= INSTRUCTIONS FOR THE TASK =
Can you write the next part of the essay on ARMA International's RIM core competencies, picking up after its last sentence?

= PAGE =

-.-.-

Leaders help create visions and goals for their organizations and departments. They also create visions and goals for their own careers. ARMA International’s core RIM competencies are a foundation for planning your career by providing an exhaustive list of tasks and activities performed by a records manager. The competencies are your opportunity to plan what you need to learn to move ahead in your career.

The RIM Core Competencies map all the different aspect of records management including every phase of the life-cycle and every medium (i.e., electronic records management). ARMA International’s competencies are truly the records management body of knowledge. Our Education Development Committee (EDC), ably led by Roberta Shaefer and Deb Marshall, guided a survey team of hundreds to first create a list of tasks performed by RIM professionals, the accompanying knowledge and skills required to perform those duties, and then to validate the tasks, knowledge, and skills with hundreds of subject matter experts. The EDC worked tirelessly to ensure each task, knowledge, and skill statement was worded properly and impartially. Because of their careful work, the competencies document has been through nearly the same type of process a standard would go through. ARMA International contracted with a company to help us through this lengthy and remarkable process. From inception to completion, the process took three years! The result is a guide to the records management body of knowledge.

I am struck by the depth and breadth of our knowledge evidenced in the competencies. We are not lawyers, yet we must have knowledge of the law. We are not CEOs, yet we must maintain a very high level of knowledge of how businesses run and how our own organization’s function. We are not IT directors, yet we must have sufficient knowledge of technology to advise our organizations where information technology is creating unacceptable risks and non-compliance by end users – as well as offer potential solutions. We are not librarians and information scientists, yet we must organize information and create appropriate finding aids to ensure successful information seeking by users. We are not archivists, yet we must preserve information in appropriate formats to retrieve it for as long as our organizations require.

-.-.-

Records
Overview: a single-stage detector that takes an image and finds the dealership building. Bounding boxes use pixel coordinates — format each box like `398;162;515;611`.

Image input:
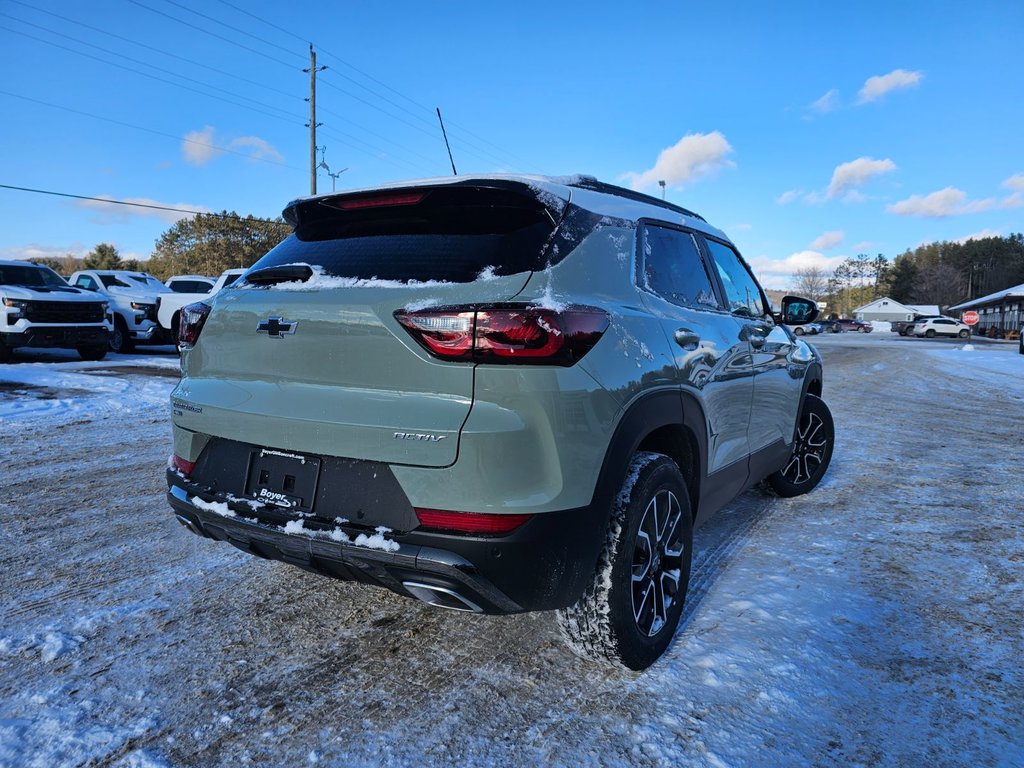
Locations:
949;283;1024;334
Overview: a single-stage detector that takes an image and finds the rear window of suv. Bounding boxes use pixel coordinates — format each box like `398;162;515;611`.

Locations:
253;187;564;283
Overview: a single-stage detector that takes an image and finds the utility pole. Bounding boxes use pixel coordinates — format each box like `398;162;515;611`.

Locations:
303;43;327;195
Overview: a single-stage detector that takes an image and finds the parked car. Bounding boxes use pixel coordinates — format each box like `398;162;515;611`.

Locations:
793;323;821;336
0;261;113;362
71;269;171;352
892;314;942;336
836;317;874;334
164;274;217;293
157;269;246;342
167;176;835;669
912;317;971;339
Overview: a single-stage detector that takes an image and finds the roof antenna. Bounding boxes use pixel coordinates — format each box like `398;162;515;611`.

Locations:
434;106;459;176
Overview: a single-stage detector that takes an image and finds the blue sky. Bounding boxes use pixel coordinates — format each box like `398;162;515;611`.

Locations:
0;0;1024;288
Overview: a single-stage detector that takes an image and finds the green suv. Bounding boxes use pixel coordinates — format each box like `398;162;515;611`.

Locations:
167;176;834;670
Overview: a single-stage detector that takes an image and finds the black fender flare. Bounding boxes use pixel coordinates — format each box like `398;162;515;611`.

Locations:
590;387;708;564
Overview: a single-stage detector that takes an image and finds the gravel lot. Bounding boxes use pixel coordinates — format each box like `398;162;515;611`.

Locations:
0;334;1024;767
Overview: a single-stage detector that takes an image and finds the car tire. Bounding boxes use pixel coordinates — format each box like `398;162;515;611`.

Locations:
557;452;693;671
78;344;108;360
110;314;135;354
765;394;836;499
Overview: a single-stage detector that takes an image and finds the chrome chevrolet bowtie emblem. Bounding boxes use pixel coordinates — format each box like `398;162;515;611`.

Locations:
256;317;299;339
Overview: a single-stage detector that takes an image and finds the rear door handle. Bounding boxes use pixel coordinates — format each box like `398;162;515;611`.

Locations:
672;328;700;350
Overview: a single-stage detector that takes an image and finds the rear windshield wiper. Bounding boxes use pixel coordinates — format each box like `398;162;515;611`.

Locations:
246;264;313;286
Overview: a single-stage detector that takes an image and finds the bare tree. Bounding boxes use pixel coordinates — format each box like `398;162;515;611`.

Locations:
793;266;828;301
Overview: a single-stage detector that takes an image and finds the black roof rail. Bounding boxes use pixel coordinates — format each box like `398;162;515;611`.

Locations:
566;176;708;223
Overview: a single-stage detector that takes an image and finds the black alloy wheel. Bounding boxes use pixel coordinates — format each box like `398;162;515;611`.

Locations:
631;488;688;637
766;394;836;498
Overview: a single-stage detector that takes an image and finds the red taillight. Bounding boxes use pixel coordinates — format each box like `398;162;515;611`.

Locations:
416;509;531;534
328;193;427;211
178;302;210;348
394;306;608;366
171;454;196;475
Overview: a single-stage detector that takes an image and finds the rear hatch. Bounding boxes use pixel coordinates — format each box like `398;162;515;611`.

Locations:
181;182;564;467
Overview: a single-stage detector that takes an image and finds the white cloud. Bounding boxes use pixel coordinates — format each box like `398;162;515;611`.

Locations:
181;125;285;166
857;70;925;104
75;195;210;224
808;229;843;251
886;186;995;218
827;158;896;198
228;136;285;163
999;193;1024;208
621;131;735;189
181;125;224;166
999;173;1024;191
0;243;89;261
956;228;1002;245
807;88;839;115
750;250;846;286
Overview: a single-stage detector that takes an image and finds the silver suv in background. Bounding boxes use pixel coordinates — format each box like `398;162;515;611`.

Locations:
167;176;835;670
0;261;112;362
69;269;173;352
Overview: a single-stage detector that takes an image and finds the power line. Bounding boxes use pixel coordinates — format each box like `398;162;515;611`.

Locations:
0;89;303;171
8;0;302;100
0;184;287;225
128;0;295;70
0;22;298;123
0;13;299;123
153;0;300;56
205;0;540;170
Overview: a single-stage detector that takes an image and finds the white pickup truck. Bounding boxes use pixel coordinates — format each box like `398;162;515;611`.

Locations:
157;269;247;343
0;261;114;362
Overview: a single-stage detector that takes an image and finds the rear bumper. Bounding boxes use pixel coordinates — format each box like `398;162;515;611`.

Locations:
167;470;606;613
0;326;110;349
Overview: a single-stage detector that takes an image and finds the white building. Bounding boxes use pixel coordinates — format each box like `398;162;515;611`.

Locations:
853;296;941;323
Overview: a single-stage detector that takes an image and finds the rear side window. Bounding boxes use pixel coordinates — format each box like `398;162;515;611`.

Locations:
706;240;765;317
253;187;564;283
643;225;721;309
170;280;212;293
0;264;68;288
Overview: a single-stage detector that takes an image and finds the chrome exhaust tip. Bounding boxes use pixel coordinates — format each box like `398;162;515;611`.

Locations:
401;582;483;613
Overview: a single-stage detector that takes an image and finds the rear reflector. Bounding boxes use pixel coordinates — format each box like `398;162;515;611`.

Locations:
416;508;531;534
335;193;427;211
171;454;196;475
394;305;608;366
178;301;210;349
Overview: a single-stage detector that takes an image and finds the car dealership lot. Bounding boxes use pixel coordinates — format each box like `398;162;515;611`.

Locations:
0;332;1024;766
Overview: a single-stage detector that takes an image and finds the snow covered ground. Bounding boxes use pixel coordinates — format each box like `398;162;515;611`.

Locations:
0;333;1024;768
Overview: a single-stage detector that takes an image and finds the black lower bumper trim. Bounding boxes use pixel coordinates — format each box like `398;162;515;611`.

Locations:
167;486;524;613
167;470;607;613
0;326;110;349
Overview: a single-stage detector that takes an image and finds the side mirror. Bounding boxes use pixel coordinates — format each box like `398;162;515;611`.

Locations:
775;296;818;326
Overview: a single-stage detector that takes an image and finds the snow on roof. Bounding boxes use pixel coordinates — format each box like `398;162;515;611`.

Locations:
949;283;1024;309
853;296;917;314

-.-.-

= ANSWER TO THIS PROBLEM =
No single class with an examination at the end or even a master’s degree devoted solely to records management could adequately cover the records management body of knowledge. ARMA International’s RIM Core Competencies represent many years of study and experience.

To help our RIM professionals navigate their career path, ARMA International also is creating a self-assessment tool so that individuals can determine the level of their current abilities and what abilities they need to advance. That self-assessment tool should be ready in early 2008. We also are mapping the competencies to our current educational offerings and determining what education must be created to ensure our members have the education they need when they take the self-assessment. The next activity for our EDC is to map the competencies with major industry-specific jobs. For example, no industry other than legal records managers perform conflicts checks, so sometime next year you should be able to review the competencies with your industry specialty in mind and refine what education you need within your industry. This will be validated by industry and the competencies will be refined accordingly. Finally, the competencies will be validated internationally in late 2008 or early 2009.

ARMA International has always been the source of education in records management. Now it is the knowledge base as well.